All of the data is to be repeated verbatim.

--- Material provided Enclosed Below ---

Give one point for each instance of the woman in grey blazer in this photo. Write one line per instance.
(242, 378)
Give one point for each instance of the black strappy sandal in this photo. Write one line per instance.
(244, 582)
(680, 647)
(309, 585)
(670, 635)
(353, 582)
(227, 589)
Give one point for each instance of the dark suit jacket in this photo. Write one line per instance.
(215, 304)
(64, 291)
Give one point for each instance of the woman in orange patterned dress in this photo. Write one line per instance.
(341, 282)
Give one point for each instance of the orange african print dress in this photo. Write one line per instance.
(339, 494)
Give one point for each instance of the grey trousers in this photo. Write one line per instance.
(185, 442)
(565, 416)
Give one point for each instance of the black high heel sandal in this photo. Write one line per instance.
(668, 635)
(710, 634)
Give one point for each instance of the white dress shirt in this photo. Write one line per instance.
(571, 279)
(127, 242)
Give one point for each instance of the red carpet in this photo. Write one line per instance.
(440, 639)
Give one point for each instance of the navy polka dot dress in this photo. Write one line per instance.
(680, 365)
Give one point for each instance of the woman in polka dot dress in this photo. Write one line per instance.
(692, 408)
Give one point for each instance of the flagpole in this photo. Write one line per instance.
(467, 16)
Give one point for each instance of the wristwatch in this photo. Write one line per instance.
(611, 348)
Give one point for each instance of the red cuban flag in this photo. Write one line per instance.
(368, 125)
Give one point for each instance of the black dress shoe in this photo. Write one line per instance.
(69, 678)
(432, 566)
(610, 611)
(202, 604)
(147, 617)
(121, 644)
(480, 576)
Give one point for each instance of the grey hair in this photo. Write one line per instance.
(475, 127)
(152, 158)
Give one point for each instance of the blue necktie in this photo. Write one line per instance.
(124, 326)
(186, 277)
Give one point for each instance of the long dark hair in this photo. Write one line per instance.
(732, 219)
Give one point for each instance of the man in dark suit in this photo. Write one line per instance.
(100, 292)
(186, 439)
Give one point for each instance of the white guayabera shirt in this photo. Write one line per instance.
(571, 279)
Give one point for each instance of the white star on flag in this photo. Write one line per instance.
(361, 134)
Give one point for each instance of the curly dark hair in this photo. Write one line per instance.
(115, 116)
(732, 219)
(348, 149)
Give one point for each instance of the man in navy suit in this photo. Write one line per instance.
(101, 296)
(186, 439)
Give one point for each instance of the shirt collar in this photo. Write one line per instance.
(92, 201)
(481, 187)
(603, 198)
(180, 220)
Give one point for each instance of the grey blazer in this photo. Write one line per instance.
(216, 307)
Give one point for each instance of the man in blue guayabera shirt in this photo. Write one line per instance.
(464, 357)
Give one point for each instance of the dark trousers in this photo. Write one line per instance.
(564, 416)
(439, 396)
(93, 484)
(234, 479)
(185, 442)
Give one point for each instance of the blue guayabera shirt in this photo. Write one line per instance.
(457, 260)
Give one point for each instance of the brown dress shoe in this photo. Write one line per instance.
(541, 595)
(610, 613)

--- End of Enclosed Material provided ---

**Solution for this exercise**
Give one point for each instance of the woman in grey blazer in this photo. Write one line per instance.
(242, 378)
Give one point for each instance of the black strappy sandal in this photo. Write one line per instance.
(244, 582)
(680, 647)
(309, 585)
(670, 635)
(353, 582)
(227, 589)
Give one point for each instance of the dark suit jacket in this photo. Write one line per instance.
(215, 304)
(64, 291)
Give one point for each instance of the woman in orange patterned dress in this photo. Write one line per instance.
(341, 282)
Give one point for each instance of the orange african print dress in this photo. Write one line per instance.
(339, 494)
Give one point for each instance of the grey trousers in this photo. Write one line per instance.
(185, 442)
(565, 416)
Give one point for each instance of the black high heel sandal in this photo. Write one line per instance.
(668, 635)
(710, 634)
Give one point for each instance of the white dress shirt in this photo. Write one line per instance.
(571, 279)
(127, 242)
Give one point for each instance of the red carpet in this photo. Write one line per instance.
(440, 639)
Give one point for each instance of the navy polka dot dress in this photo. Write one line per instance.
(680, 365)
Give one point for each instance of the woman in polka dot dress in this photo. Write one line per instance.
(692, 408)
Give one point for each instance of the flagpole in this photo. Write one line per instance.
(467, 16)
Give one point for each instance of the wristwatch in this photo. Write one line per instance.
(611, 348)
Give one point for each instance of the red cuban flag in this photo. Write one line per instance.
(368, 125)
Give one point for each instance of the black dress shoe in this photo. Write one line per instance.
(69, 678)
(432, 566)
(610, 611)
(202, 604)
(147, 617)
(121, 644)
(480, 576)
Give one point for each instance of the grey hair in this photo. Write one line per instance.
(475, 127)
(152, 158)
Give one point for each instance of the blue necktie in this photo. Write one line per instance.
(124, 326)
(186, 277)
Give one point for each instance of the long dark hair in this photo. Write one line per instance.
(732, 219)
Give one point for each instance of the man in dark suit in this photo. Write one line per instance.
(100, 292)
(186, 439)
Give one point for each instance of the white guayabera shirt in this photo. Write one line per instance.
(571, 279)
Give one point for each instance of the white star on flag in this photo. Write one line per instance.
(361, 134)
Give one point for each instance of the curly dark hair in this photo. Write one line per instance.
(115, 116)
(732, 219)
(348, 149)
Give one point for each instance of the man in navy suit in this photo. Write one line per instance.
(101, 296)
(186, 439)
Give one point for each instance of the shirt collar in this photo. Write one line per instance.
(92, 201)
(481, 187)
(603, 198)
(180, 220)
Give one point for each instance of the grey blazer in this photo. Write one line per instance.
(216, 307)
Give one point for each instance of the man in blue guayabera shirt in this photo. Write one line per instance.
(464, 357)
Give one point for each instance of the dark trousers in this photo. Write one line per instance.
(564, 416)
(439, 396)
(93, 484)
(234, 479)
(185, 442)
Give one point for each instance of the blue guayabera shirt in this photo. Write one line per instance.
(457, 260)
Give one point for each instance of the brown dress shoe in this photo. Write one line per instance.
(541, 595)
(610, 613)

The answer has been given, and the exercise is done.